Report each line in the items below that contains the word "soldier".
%%
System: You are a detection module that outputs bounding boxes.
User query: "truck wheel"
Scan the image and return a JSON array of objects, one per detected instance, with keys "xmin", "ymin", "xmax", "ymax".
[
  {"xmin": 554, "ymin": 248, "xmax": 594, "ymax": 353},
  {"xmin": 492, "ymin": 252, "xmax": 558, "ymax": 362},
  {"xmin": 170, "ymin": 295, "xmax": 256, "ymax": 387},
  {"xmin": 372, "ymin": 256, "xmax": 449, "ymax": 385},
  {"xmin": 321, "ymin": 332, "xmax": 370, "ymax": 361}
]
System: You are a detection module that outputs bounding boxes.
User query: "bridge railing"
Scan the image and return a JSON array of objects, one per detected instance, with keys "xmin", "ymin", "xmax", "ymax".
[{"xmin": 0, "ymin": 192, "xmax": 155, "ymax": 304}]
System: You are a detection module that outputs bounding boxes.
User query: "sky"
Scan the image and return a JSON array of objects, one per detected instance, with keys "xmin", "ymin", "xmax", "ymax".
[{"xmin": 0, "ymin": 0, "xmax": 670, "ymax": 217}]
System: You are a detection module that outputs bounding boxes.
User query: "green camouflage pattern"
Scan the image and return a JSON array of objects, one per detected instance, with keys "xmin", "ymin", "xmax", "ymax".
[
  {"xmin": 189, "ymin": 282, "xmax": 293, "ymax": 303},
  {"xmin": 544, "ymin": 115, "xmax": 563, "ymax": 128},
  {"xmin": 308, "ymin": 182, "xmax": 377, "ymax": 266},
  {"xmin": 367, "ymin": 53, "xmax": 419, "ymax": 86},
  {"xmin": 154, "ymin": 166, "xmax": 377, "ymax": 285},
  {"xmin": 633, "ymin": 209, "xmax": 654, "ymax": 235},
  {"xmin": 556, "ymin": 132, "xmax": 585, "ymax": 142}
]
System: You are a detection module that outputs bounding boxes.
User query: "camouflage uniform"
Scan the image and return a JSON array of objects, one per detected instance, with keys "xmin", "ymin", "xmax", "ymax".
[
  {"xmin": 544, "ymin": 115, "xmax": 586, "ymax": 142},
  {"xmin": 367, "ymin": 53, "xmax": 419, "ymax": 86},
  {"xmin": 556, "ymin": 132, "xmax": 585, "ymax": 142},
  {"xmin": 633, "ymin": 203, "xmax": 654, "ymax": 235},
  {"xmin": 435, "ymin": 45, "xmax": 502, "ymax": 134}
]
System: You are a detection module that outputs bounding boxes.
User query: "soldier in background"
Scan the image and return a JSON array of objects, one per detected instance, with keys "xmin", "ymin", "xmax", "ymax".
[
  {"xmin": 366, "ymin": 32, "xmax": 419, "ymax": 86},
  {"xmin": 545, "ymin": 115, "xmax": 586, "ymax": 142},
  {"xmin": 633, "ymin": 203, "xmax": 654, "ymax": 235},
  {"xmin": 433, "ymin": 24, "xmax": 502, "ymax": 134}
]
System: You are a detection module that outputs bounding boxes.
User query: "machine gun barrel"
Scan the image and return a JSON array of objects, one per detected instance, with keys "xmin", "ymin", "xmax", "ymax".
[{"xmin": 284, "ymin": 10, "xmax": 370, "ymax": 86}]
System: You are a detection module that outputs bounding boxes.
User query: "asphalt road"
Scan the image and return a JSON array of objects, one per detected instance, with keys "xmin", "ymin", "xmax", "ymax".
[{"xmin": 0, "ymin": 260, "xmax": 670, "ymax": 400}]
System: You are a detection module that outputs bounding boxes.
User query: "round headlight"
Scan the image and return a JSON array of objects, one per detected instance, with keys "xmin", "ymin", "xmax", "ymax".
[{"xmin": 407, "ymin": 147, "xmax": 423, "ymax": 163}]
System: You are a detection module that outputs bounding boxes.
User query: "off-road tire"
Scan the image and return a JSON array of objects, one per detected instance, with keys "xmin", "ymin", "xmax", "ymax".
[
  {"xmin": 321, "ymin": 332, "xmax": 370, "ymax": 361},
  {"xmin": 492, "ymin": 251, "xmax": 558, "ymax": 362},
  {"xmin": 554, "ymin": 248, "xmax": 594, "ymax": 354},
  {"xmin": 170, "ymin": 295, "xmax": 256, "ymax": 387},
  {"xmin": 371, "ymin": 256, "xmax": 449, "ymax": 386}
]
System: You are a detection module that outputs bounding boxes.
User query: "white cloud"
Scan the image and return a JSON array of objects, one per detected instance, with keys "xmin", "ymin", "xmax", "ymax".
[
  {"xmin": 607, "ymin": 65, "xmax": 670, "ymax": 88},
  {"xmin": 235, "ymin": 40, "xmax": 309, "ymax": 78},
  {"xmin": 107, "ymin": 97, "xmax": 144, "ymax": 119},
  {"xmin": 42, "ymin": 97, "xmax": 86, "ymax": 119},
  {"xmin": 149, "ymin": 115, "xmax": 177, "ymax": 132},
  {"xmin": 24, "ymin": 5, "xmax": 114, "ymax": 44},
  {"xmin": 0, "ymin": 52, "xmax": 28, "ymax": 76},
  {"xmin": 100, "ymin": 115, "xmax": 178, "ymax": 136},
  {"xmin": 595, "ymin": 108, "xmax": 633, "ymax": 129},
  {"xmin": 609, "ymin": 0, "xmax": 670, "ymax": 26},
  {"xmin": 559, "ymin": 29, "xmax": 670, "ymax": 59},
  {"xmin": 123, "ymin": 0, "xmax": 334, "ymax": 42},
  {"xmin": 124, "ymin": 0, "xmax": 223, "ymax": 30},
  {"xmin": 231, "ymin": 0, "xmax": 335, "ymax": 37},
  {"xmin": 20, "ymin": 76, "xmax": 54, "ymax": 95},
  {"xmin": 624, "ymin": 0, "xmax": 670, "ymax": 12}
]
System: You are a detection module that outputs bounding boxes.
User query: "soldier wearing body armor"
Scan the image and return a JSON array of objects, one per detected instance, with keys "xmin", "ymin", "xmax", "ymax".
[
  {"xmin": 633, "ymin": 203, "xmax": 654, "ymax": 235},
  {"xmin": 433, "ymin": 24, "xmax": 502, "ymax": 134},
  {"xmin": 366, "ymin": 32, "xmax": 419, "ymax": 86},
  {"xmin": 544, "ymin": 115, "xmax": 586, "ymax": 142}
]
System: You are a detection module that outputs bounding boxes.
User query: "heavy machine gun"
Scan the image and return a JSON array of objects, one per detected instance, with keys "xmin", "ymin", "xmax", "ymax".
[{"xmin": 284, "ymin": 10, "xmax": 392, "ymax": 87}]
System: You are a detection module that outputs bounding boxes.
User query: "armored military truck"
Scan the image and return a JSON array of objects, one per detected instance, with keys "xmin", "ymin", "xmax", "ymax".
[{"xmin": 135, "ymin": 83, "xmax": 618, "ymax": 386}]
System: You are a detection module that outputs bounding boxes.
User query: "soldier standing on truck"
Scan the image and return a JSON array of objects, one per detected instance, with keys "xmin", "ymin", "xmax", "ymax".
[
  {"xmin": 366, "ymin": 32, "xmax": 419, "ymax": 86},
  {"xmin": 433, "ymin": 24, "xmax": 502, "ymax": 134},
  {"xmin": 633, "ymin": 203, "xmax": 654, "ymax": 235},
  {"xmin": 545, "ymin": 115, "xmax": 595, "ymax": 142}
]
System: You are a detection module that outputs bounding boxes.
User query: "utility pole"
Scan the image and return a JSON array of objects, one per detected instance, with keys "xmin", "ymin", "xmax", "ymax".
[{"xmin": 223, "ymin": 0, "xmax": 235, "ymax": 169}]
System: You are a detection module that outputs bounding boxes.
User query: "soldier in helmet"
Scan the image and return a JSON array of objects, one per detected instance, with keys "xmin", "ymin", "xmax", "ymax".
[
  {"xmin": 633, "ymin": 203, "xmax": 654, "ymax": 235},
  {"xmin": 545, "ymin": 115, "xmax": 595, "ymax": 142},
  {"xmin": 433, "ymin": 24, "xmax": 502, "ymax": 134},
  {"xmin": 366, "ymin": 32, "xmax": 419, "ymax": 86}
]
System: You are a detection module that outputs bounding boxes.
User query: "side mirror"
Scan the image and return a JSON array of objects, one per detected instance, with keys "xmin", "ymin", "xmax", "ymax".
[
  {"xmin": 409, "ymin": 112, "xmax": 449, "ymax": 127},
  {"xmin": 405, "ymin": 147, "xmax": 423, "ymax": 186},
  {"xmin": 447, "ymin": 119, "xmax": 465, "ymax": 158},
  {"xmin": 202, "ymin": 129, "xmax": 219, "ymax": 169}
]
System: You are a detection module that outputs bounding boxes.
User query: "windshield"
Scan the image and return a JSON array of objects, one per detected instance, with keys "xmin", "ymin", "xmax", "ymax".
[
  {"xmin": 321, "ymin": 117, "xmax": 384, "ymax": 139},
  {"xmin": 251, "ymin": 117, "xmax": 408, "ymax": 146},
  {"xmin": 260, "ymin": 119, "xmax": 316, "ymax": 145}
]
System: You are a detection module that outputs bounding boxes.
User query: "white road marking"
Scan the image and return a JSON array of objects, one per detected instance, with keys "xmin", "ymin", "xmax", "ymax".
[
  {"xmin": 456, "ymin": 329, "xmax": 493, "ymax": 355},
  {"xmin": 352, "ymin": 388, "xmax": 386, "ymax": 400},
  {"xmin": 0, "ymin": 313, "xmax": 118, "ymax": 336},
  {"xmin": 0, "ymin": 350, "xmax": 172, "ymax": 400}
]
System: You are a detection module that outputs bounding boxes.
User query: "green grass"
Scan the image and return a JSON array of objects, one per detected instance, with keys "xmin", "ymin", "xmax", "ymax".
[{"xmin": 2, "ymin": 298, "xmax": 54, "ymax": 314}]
%%
Written response:
User query: "soldier in background"
User query: "soldier wearing body armor"
User query: "soldier standing on truck"
User query: "soldier in helmet"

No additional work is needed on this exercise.